**Written instruction:** Please reproduce all of the data below verbatim, omitting the pictures.

Excerpts of labeled region data
######

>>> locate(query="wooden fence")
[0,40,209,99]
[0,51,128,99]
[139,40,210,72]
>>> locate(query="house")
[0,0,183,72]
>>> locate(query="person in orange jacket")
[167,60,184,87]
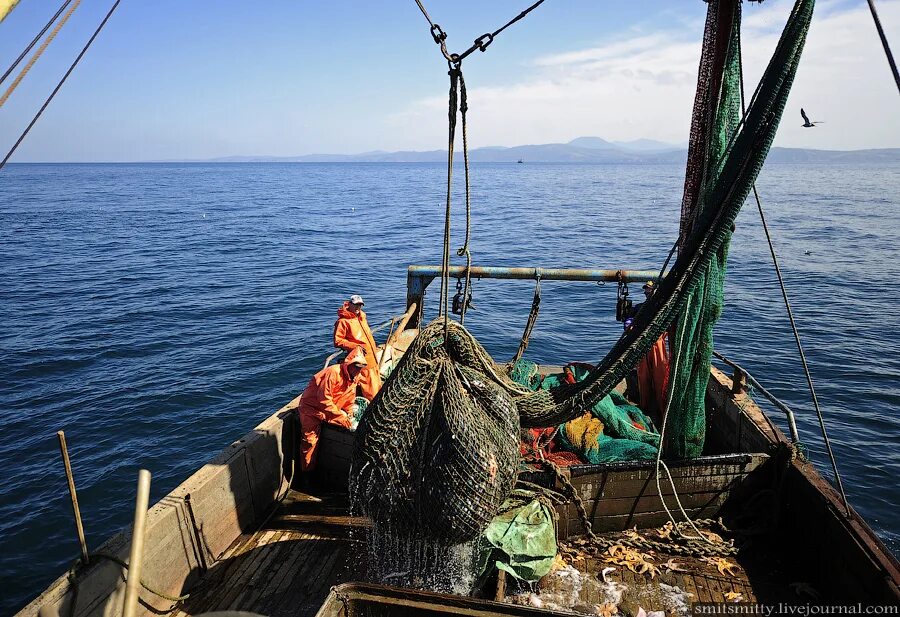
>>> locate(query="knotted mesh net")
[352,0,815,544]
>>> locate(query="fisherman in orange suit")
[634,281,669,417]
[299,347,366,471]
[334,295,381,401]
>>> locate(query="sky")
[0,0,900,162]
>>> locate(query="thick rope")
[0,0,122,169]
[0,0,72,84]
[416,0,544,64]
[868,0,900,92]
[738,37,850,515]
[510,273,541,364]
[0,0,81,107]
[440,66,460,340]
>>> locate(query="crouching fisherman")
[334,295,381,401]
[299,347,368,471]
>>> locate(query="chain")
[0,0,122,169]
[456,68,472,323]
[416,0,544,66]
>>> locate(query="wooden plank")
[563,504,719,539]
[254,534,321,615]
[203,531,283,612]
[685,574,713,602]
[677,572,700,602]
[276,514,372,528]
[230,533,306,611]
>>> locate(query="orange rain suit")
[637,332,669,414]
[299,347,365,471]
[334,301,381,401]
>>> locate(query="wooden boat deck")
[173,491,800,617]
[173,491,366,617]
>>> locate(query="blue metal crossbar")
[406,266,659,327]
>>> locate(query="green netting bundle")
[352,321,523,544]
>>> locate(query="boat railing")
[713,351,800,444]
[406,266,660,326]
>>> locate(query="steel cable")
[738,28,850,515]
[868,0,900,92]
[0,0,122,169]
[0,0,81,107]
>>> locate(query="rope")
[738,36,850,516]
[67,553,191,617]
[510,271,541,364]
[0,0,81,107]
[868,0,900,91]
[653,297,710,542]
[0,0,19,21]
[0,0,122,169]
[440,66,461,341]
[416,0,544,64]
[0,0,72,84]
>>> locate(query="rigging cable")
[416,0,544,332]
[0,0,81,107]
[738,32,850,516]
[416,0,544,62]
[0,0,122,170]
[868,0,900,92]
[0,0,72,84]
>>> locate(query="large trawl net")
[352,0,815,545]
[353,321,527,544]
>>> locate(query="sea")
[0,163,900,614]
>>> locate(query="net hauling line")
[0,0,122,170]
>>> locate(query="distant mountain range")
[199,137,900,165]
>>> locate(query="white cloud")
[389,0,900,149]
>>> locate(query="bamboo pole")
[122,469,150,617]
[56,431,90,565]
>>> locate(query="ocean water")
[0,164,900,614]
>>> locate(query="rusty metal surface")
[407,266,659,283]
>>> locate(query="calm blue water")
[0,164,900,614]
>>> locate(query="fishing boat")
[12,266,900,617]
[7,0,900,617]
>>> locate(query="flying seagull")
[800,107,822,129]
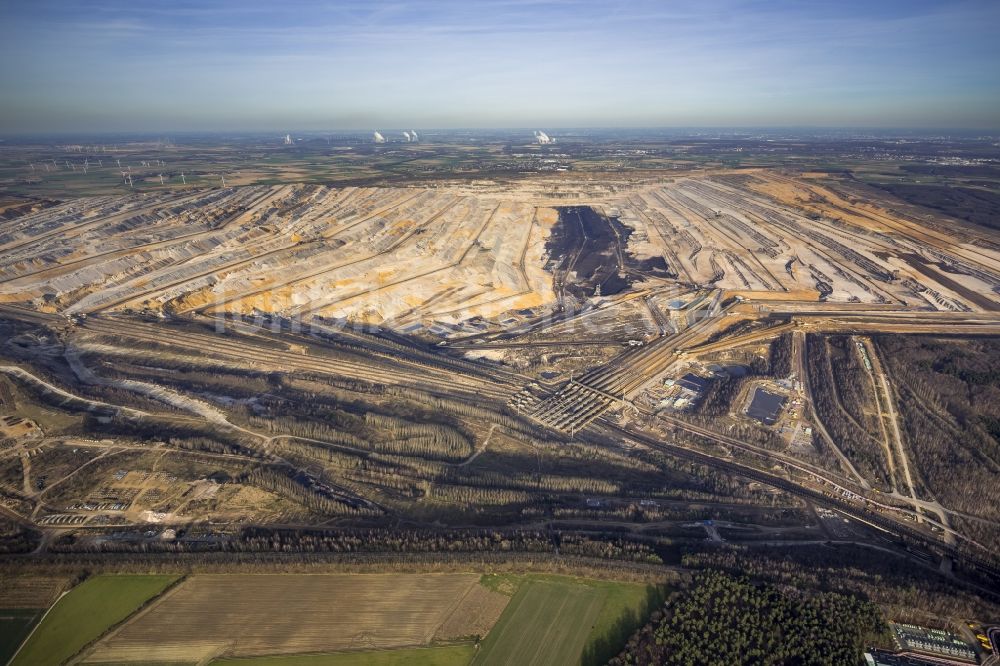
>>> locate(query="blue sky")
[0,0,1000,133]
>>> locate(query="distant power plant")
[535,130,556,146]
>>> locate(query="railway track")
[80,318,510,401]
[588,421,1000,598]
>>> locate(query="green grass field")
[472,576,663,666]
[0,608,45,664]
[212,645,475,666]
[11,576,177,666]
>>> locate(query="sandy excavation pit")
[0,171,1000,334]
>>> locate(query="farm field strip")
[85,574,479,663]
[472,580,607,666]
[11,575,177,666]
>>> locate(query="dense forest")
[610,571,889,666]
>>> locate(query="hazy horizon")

######

**Written reply:**
>>> locate(query="wooden fence")
[0,40,209,99]
[0,51,128,99]
[139,40,210,72]
>>> locate(query="house")
[0,0,183,72]
>>> locate(query="person in orange jacket")
[167,60,184,87]
>>> locate(query="knotted mesh net")
[352,0,815,544]
>>> locate(query="fisherman in orange suit")
[634,281,669,417]
[299,347,366,471]
[334,295,381,401]
>>> locate(query="sky")
[0,0,900,162]
>>> locate(query="thick rope")
[0,0,122,169]
[0,0,72,84]
[416,0,544,64]
[868,0,900,92]
[738,37,850,515]
[510,273,541,364]
[0,0,81,107]
[440,66,460,340]
>>> locate(query="crouching fisherman")
[334,295,381,401]
[299,347,368,471]
>>> locate(query="chain")
[0,0,122,169]
[456,68,472,323]
[416,0,544,66]
>>> locate(query="wooden plank")
[563,504,719,539]
[254,534,321,615]
[203,531,283,612]
[685,574,713,602]
[677,572,700,602]
[276,514,372,528]
[230,533,306,611]
>>> locate(query="orange rain suit")
[637,332,669,414]
[299,347,365,471]
[334,301,381,401]
>>> locate(query="wooden boat deck")
[173,491,800,617]
[173,491,366,617]
>>> locate(query="blue metal crossbar")
[406,266,659,327]
>>> locate(query="green netting bundle")
[352,321,523,544]
>>> locate(query="boat railing")
[713,351,800,444]
[406,266,660,326]
>>> locate(query="steel cable")
[738,28,850,515]
[868,0,900,92]
[0,0,122,169]
[0,0,81,107]
>>> locate(query="rope")
[738,36,850,516]
[67,553,191,617]
[510,271,541,364]
[0,0,81,107]
[868,0,900,91]
[653,297,710,542]
[0,0,19,21]
[0,0,122,169]
[440,66,461,341]
[416,0,544,64]
[0,0,72,84]
>>> locate(query="rigging cable")
[416,0,544,332]
[0,0,81,107]
[738,32,850,516]
[416,0,544,62]
[0,0,122,170]
[868,0,900,92]
[0,0,72,84]
>>> locate(query="large trawl net")
[352,0,815,545]
[353,321,527,544]
>>> locate(query="sea")
[0,163,900,614]
>>> locate(query="net hauling line")
[0,0,122,170]
>>> locate(query="distant mountain range")
[199,137,900,165]
>>> locate(query="white cloud")
[389,0,900,149]
>>> locate(query="bamboo pole")
[122,469,150,617]
[56,431,90,565]
>>> locate(query="ocean water")
[0,164,900,614]
>>> locate(query="rusty metal surface")
[407,266,659,283]
>>> locate(query="calm blue water")
[0,164,900,614]
>>> locate(query="fishing boat")
[12,266,900,617]
[7,0,900,617]
>>> locate(query="flying seagull")
[800,107,822,129]
>>> locate(query="blue sky")
[0,0,1000,133]
>>> locate(query="distant power plant")
[535,130,556,146]
>>> locate(query="railway track")
[80,318,510,401]
[588,421,1000,598]
>>> locate(query="green grass field")
[472,576,663,666]
[0,608,45,664]
[212,645,475,666]
[11,576,177,666]
>>> locate(query="sandy excavation pit")
[0,171,1000,334]
>>> locate(query="farm field strip")
[85,574,479,663]
[472,580,607,666]
[11,575,177,666]
>>> locate(query="dense forest")
[610,571,889,666]
>>> locate(query="hazy horizon")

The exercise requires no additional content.